## begin Records provided

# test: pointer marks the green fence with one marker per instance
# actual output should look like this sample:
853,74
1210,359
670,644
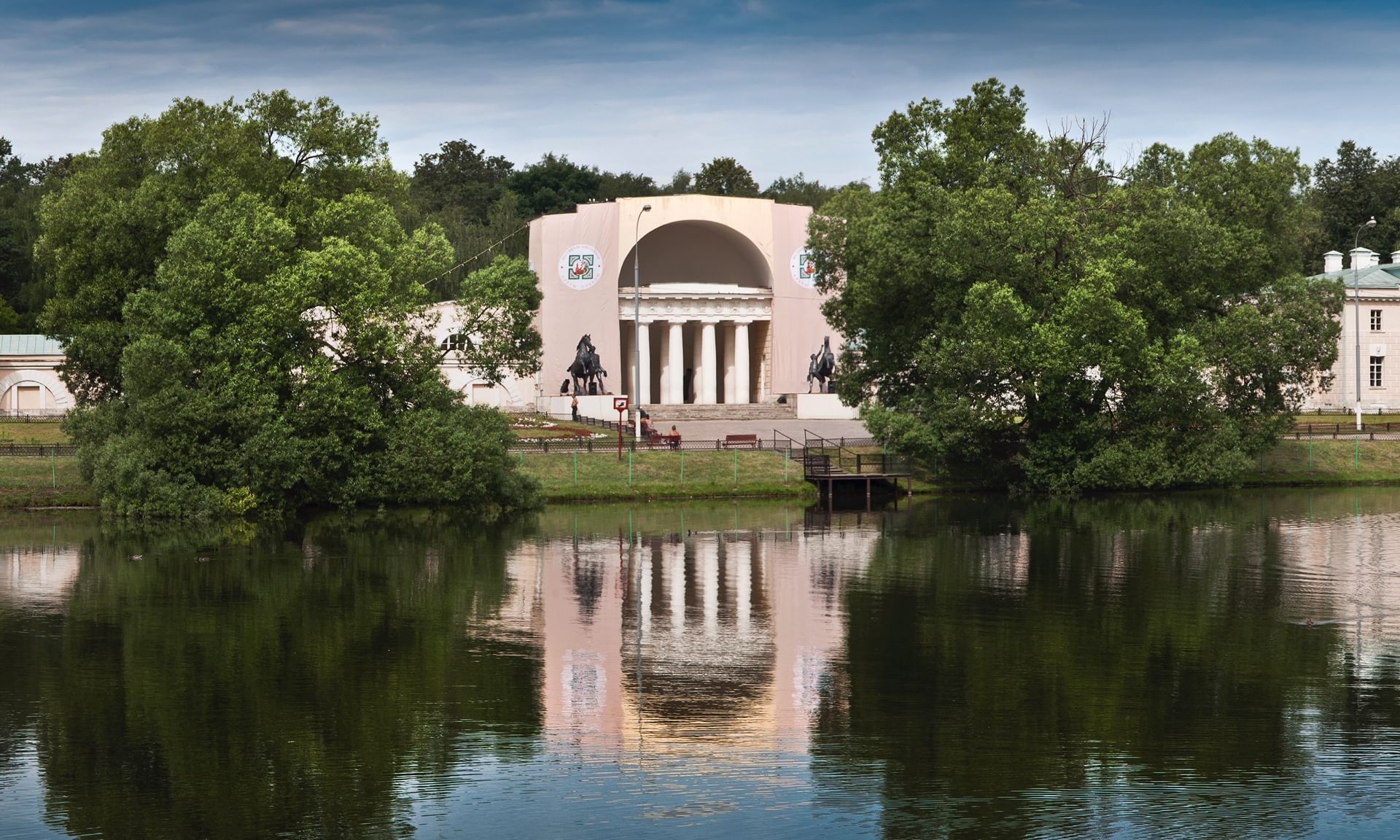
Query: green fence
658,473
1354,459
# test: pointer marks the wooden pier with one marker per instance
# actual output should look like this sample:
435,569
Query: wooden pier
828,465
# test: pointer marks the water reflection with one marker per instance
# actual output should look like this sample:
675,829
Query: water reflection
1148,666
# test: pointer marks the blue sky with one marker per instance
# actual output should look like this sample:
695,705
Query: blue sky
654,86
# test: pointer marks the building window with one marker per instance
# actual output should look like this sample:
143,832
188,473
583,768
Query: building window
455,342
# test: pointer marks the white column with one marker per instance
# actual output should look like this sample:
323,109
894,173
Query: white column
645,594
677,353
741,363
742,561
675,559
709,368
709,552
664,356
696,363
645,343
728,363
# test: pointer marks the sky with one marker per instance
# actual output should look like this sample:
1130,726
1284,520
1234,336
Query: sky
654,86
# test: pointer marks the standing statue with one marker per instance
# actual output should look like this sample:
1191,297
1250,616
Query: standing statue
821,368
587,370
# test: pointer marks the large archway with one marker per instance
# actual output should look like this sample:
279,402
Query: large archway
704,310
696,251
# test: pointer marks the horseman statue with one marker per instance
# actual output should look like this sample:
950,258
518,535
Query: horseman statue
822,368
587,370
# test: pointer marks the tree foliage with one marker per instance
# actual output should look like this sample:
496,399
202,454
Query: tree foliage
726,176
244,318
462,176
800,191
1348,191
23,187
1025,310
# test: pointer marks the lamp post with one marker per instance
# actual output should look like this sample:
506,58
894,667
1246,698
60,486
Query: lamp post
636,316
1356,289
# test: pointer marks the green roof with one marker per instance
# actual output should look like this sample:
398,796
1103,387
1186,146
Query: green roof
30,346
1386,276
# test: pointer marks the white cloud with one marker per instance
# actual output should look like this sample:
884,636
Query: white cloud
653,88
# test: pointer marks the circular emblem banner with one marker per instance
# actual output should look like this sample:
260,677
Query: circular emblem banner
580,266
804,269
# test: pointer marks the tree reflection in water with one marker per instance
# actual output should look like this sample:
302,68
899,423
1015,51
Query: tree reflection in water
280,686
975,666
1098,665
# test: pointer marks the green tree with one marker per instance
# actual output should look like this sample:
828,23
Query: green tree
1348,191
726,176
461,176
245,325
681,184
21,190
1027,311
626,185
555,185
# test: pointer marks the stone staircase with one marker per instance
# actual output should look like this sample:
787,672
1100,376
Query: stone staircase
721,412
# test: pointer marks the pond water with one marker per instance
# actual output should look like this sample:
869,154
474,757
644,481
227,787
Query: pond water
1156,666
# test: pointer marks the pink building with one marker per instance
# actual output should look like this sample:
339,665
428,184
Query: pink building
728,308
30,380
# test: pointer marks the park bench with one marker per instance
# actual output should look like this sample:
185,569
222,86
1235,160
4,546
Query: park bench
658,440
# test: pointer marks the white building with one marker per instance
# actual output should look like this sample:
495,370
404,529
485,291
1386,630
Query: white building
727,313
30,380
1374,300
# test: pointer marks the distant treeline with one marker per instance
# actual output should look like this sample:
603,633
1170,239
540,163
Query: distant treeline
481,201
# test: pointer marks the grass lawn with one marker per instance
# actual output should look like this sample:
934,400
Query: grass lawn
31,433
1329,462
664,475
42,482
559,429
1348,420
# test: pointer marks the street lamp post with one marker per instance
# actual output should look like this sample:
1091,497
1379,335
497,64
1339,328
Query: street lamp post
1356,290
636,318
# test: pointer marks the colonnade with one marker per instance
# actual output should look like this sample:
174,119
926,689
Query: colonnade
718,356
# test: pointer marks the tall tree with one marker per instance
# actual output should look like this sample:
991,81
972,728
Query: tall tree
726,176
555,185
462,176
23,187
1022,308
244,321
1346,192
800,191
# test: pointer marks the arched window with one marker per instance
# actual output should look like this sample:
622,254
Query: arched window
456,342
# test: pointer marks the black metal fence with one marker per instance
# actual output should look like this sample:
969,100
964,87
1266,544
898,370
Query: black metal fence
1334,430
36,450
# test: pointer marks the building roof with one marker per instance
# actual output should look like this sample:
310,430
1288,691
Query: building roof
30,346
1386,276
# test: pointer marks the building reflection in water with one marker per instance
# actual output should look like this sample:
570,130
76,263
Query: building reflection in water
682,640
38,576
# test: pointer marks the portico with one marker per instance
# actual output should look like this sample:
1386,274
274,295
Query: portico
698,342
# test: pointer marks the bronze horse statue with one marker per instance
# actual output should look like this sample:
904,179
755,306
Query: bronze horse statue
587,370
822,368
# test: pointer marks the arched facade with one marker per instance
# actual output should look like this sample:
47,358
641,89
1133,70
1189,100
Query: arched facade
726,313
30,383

## end Records provided

● What the task asks:
Go through the listing above and quote it exactly, apart from its images.

● The completed task:
# test: pointer marks the green fence with one marker per instance
# actual output should look like this sample:
853,74
1210,359
670,644
Query: green fence
658,473
1354,459
# test: pointer marks the wooden pier with one marker per instance
# actual output should look like this sample:
435,569
Query: wooden pier
828,465
# test: pointer marks the water reflection with one marker per instance
# actual output should look like this sample:
675,829
Query: water reflection
1148,666
# test: pointer marks the blue sky with one marker per instance
# actual output should look like this sample:
695,705
Query: blue sky
654,86
# test: pointer marks the building window with one marker per instance
# actual output should look like this sample:
143,832
188,473
583,768
Query: building window
455,342
# test: pointer marks the white column with one marker per instance
# actual output should look like this sample:
323,109
894,173
Query: white column
645,594
677,353
741,363
742,561
675,559
709,368
709,552
664,356
696,363
645,343
728,363
# test: pointer marks the sky with one marker per instance
# actual output should look like this sample:
1130,726
1284,520
1234,336
Query: sky
654,86
# test: pointer marks the standing statue with one marker per instance
# actual output should look like this sample:
1191,297
1250,616
Query: standing statue
821,368
587,370
# test: pointer marks the large archway with one marker per instance
# actual output should look like this sample:
279,402
Query: large archway
704,310
696,251
# test: pointer marks the horseman statue with one marker per instance
# actual output should look like this sample:
950,258
518,535
Query: horseman statue
822,368
587,370
# test: pointer marks the tree foliage with one marker per instance
# actual output should look like this sample:
496,399
202,454
Query: tree foliage
726,176
244,318
462,176
800,191
1348,191
23,187
1025,310
# test: pointer marks the lamp post with one marker per instance
# actual output should look like this sample:
506,58
894,667
1246,698
60,486
Query: lamp post
636,316
1356,289
# test: pointer marks the green roof with one marker per instance
# actual output should look like this sample:
398,796
1103,387
1186,146
Query: green roof
30,346
1386,276
# test: pointer marks the white cloud with one marker per instance
# actual output should look like this sample:
884,636
Query: white cloud
653,88
# test: pointer marks the circular emblem banner with one marker per instance
# actual output should look like this sample:
260,677
Query: circular emblem banner
580,266
804,269
# test: pointer marks the tree reflection in water with one marker per instance
# actual output should look like this sample:
302,68
899,423
1015,51
Query: tree reflection in water
280,686
975,666
1098,665
# test: pointer marks the green tree with one marker per instance
# actual output should look like this sample:
828,23
Query: green tree
1348,191
726,176
461,176
245,325
681,184
21,190
1027,311
626,185
555,185
# test: pointer marks the stone staircase with one marker per instance
# actual output should look like this sample:
787,672
1100,376
Query: stone staircase
721,412
# test: pointer marks the pond water with one marker per instance
# actual output should look like this sample:
869,154
474,757
644,481
227,787
Query: pond water
1156,666
# test: pointer marks the pink building with one marker per instance
# actual output should look like this sample:
339,665
428,184
Query: pink building
728,308
30,380
# test: pointer marks the park bench with one marker per instance
# actual output should look like this sample:
185,569
222,86
1235,160
4,546
Query: park bench
658,440
# test: pointer marks the white building with one marker per instance
# actual output should look like this sample:
495,370
404,529
485,291
1386,630
Query: white building
727,313
30,380
1374,300
# test: pointer marks the distant treeline with one marker per instance
# actual output should look like this sample:
603,633
1170,239
540,163
Query: distant treeline
481,201
# test: pointer marks the grass lawn with one marker per instance
# actual output should look like this sample:
934,400
Query: grass lawn
31,433
1329,462
664,475
42,482
559,429
1348,420
# test: pointer marks the street lamp post with one marker per instance
# actual output should look like this sample:
1091,497
1379,335
497,64
1339,328
Query: street lamp post
1356,290
636,318
# test: pointer marks the colonnade with one marker per instance
# actual output should look like this sample:
174,119
926,689
Query: colonnade
718,356
# test: pointer marks the tall tree with one marker per instance
# actual output should look like this sample:
991,81
972,728
Query: tall tree
726,176
555,185
462,176
23,187
1022,308
244,321
1346,192
800,191
# test: pointer marks the arched window with one marker per instance
# actual output should look like this sample:
622,254
Query: arched window
456,342
# test: pointer marks the black metal fence with one marker per instance
# actual output should look like this sample:
969,100
964,87
1266,544
898,370
Query: black metal fence
1334,430
36,450
# test: pointer marks the building roof with one marker per instance
# actual output should look like this sample:
310,430
1288,691
Query: building roof
30,346
1386,276
# test: pointer marks the building reflection in water with one marker per instance
# actual output should look like this sample:
570,130
76,263
Query: building reflection in water
682,640
38,576
# test: pointer marks the portico with one marker per instance
# actual output should look like this sample:
1386,274
274,295
Query: portico
698,342
# test: pointer marks the bronze horse statue with one marker per instance
# actual output should look like this sample:
904,179
755,306
Query: bronze horse statue
587,370
822,368
# test: pointer marks the arched facade with one marker per instance
# actual output should look like this sample:
47,358
641,89
1133,70
1189,100
Query: arched facade
726,313
30,383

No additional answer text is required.